(Excerpts of location labeling data)

-------

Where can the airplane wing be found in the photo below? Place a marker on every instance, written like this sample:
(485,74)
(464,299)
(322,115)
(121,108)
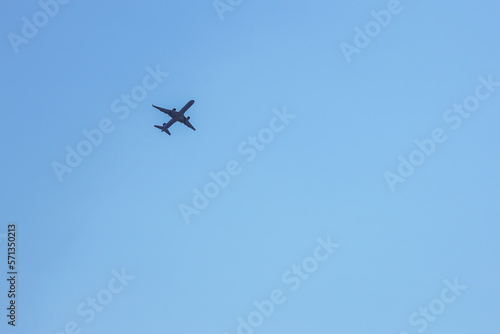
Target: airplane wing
(189,125)
(166,111)
(186,107)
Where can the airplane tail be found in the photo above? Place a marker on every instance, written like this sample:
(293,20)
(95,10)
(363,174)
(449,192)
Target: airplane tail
(162,129)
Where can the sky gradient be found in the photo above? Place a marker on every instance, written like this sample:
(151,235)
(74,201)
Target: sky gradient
(328,191)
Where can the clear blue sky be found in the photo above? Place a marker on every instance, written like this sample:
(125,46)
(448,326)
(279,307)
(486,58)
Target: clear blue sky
(354,118)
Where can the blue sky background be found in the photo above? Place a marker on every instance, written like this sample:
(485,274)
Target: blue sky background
(322,175)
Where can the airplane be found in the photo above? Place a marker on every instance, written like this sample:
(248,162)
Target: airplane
(177,116)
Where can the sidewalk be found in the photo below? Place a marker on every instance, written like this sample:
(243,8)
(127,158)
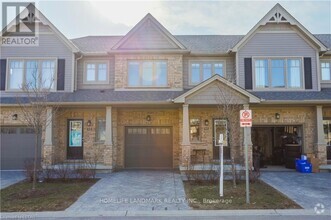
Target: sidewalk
(183,213)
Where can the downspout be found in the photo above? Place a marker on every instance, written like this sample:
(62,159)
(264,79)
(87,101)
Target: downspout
(76,71)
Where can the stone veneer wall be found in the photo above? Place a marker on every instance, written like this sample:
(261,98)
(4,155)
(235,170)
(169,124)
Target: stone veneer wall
(305,116)
(206,132)
(175,69)
(137,117)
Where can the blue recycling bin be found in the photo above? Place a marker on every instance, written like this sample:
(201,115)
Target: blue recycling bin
(303,166)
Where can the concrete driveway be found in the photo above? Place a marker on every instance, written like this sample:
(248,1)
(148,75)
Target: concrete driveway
(134,190)
(306,189)
(8,178)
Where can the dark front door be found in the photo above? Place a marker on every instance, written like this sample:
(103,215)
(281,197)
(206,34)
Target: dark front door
(75,139)
(220,127)
(148,147)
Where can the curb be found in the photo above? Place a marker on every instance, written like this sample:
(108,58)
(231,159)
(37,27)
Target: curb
(195,213)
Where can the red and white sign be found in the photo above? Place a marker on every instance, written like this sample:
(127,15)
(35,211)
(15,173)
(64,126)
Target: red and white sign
(245,118)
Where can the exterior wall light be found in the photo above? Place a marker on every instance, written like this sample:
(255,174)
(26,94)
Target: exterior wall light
(14,117)
(277,116)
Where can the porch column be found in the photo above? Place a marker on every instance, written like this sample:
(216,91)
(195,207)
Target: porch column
(248,138)
(108,151)
(186,148)
(320,145)
(48,147)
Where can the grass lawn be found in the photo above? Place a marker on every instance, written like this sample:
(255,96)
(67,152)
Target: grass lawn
(206,196)
(48,196)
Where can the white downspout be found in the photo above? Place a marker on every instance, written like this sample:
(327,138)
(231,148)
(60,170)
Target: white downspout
(76,70)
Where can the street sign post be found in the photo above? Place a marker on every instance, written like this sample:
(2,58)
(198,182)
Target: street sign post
(245,122)
(221,164)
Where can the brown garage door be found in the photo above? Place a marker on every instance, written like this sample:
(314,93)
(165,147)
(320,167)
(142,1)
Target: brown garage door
(148,147)
(17,147)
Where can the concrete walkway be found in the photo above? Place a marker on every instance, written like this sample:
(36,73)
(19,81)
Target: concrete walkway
(8,178)
(135,190)
(306,189)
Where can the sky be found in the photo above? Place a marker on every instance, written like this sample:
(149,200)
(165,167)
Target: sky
(88,18)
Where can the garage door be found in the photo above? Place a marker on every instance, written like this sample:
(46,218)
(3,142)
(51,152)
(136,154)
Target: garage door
(148,147)
(17,147)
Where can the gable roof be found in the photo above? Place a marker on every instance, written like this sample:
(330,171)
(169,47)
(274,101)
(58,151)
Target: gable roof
(197,44)
(252,98)
(42,18)
(279,15)
(150,21)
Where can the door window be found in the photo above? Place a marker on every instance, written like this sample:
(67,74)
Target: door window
(75,133)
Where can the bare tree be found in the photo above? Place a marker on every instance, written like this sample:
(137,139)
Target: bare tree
(229,102)
(33,103)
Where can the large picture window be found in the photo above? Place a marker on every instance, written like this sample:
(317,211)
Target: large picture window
(278,73)
(31,73)
(202,70)
(147,74)
(326,70)
(96,72)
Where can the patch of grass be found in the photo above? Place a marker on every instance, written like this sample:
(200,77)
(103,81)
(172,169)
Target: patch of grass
(205,196)
(48,196)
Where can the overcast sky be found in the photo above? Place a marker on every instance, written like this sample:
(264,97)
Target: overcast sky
(83,18)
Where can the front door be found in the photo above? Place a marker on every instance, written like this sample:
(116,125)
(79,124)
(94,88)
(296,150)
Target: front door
(220,127)
(75,139)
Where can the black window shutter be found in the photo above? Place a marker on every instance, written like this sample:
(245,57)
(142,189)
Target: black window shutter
(308,73)
(248,73)
(60,74)
(3,63)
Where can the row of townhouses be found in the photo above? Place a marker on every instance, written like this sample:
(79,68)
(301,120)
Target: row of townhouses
(151,99)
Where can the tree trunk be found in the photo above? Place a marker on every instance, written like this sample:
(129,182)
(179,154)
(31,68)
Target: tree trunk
(34,181)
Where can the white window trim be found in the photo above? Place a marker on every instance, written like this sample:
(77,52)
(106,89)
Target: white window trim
(140,74)
(269,58)
(325,61)
(24,59)
(201,62)
(95,62)
(200,134)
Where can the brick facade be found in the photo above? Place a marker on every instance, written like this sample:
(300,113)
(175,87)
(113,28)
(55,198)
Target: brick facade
(114,155)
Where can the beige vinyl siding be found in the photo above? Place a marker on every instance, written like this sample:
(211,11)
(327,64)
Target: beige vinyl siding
(148,37)
(229,65)
(325,84)
(276,44)
(81,72)
(211,95)
(276,27)
(50,45)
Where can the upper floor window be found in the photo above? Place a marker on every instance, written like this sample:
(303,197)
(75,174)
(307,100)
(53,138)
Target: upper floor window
(326,69)
(278,73)
(147,74)
(200,71)
(96,72)
(31,73)
(101,130)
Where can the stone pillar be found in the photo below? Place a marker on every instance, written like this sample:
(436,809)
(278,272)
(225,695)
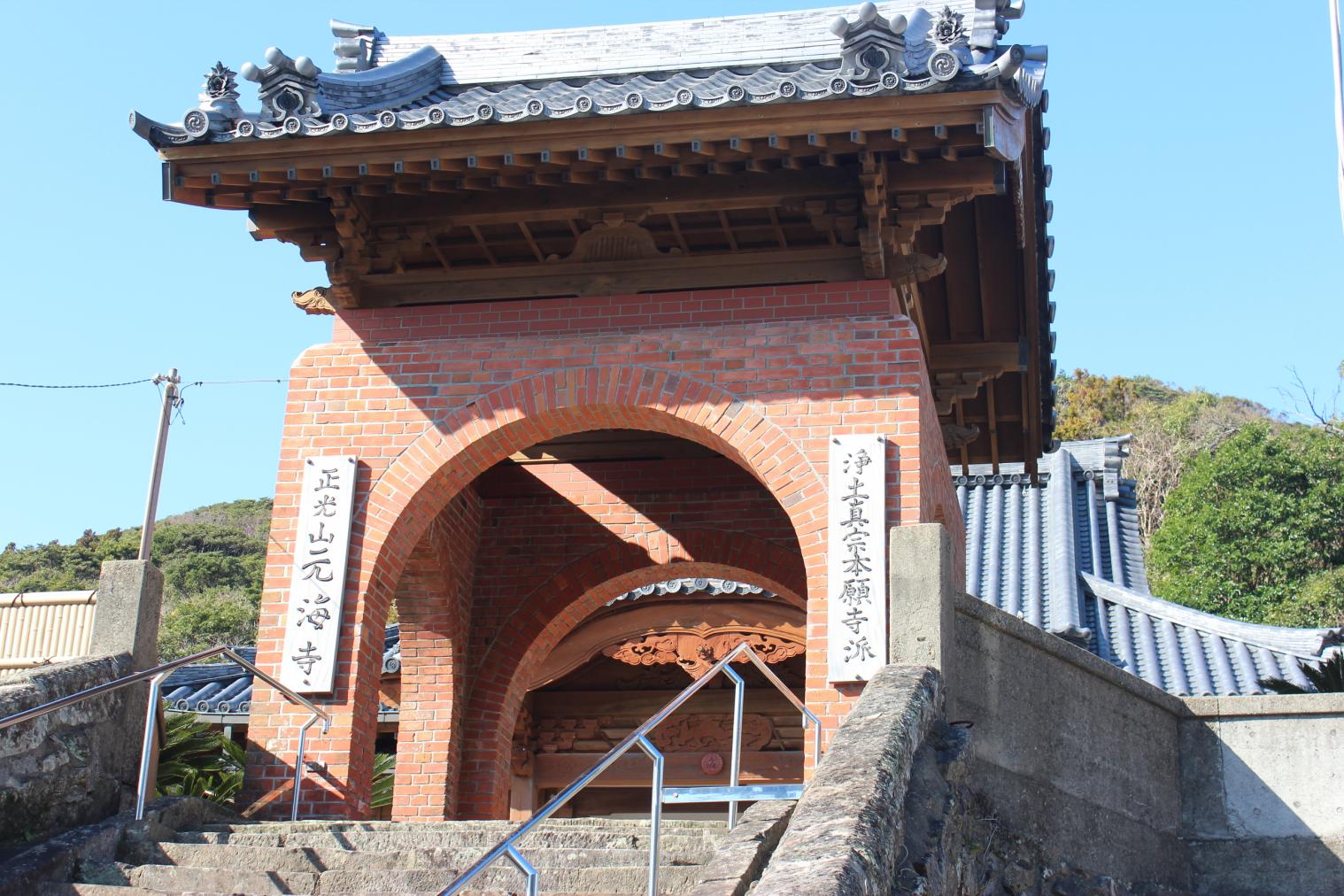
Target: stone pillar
(129,600)
(920,590)
(127,622)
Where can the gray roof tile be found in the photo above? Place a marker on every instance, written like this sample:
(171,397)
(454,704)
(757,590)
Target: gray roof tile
(1065,555)
(469,80)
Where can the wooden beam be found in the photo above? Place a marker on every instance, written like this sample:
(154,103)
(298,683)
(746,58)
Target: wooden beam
(975,356)
(531,281)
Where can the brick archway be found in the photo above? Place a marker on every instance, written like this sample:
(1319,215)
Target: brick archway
(446,708)
(568,599)
(445,459)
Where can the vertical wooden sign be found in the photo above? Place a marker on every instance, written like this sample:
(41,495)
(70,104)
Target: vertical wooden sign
(318,582)
(856,568)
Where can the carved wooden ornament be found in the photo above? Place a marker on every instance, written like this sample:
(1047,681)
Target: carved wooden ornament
(697,654)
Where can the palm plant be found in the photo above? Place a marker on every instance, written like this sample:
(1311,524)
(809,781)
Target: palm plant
(384,776)
(1324,677)
(194,761)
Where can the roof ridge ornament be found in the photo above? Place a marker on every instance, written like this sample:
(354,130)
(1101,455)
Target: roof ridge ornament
(871,46)
(218,109)
(353,49)
(288,88)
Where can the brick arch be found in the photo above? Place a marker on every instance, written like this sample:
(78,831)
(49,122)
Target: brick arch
(443,461)
(501,683)
(449,456)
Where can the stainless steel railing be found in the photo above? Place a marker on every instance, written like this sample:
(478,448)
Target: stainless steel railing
(507,848)
(156,678)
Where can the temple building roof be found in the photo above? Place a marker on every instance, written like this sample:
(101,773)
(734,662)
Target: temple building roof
(1065,553)
(383,82)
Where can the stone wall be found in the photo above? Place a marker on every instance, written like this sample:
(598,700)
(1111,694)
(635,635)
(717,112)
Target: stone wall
(894,809)
(58,771)
(1224,795)
(1069,748)
(1263,792)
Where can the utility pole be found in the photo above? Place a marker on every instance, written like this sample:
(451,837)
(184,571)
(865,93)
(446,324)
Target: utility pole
(171,392)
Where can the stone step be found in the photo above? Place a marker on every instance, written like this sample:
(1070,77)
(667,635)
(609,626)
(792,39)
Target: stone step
(318,859)
(477,840)
(108,890)
(174,879)
(573,880)
(179,879)
(616,825)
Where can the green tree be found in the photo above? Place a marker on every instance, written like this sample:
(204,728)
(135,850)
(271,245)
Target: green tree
(1325,677)
(212,559)
(205,621)
(1252,521)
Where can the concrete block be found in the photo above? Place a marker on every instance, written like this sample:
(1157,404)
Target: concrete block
(129,604)
(920,574)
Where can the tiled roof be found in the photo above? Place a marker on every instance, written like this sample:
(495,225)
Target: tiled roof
(1065,555)
(386,82)
(761,39)
(225,688)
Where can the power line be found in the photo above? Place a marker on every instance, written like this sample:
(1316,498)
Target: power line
(233,382)
(148,379)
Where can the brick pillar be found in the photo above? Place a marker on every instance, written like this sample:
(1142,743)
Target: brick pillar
(433,604)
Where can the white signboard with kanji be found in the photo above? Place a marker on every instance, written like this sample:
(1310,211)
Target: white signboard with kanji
(856,568)
(318,582)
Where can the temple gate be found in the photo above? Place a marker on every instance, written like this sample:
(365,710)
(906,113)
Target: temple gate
(635,356)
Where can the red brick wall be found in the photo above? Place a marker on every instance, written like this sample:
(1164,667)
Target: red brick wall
(435,605)
(432,398)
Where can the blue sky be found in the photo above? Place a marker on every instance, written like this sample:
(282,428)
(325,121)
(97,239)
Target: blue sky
(1196,220)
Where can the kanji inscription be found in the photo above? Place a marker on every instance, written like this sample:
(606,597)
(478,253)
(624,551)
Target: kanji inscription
(318,582)
(856,512)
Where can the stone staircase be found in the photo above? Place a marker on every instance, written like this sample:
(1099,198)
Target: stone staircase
(573,856)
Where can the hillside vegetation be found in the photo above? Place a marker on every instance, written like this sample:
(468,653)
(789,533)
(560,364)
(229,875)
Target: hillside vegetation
(212,560)
(1242,514)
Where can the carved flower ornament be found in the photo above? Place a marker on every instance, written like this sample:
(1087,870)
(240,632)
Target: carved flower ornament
(949,28)
(220,81)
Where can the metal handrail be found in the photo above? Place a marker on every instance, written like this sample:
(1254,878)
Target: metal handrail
(158,676)
(638,738)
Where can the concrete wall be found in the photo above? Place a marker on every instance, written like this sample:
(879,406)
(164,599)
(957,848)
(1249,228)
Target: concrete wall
(74,766)
(1069,748)
(1263,792)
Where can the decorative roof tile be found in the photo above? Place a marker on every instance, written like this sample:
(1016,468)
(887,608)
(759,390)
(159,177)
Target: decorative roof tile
(389,83)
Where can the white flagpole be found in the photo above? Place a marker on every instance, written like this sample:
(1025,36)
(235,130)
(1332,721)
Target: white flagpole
(1339,97)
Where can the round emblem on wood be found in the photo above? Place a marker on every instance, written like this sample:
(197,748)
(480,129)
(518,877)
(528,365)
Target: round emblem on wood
(944,65)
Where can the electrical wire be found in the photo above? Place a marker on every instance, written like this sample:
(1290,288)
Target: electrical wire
(148,379)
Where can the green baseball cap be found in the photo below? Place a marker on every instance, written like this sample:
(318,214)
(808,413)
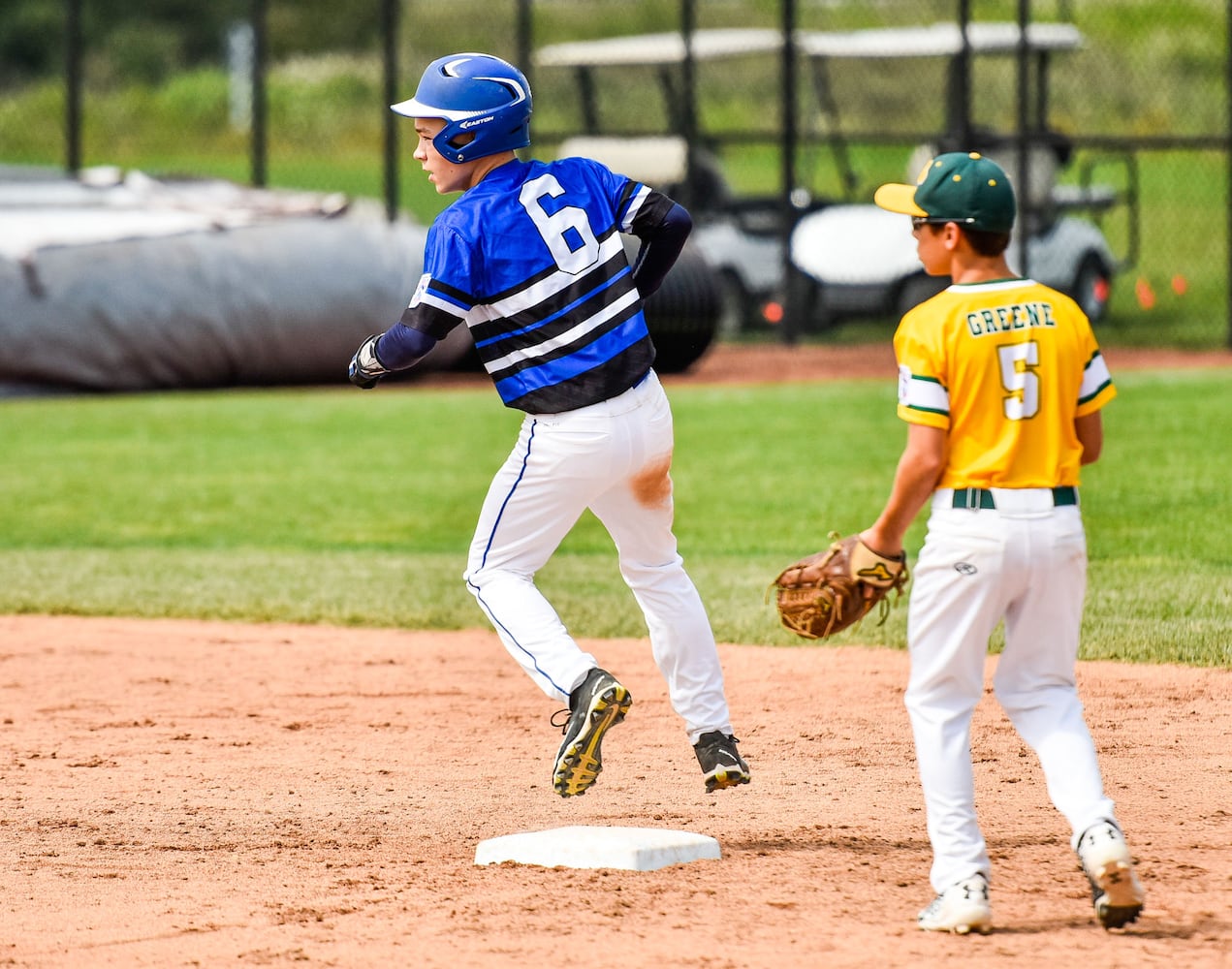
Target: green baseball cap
(959,186)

-------

## PROBLEM DETAILS
All lines from the line containing "Where can the round" through the end of the listing above are to be given again exactly; pictures are not part of the copy.

## TASK SOLUTION
Where can the round emblem on wood be found in the photo above? Place a marker on every instance, written like this sample:
(197,748)
(480,129)
(518,877)
(528,365)
Target: round emblem on wood
(944,65)
Where can the electrical wire be found in the photo above? Place a marker on every instance, written like this sample:
(1290,288)
Target: electrical wire
(148,379)
Where can the green baseball cap be found in the photo below? Place a marker on every instance, written like this sample:
(318,214)
(808,413)
Target: green baseball cap
(959,186)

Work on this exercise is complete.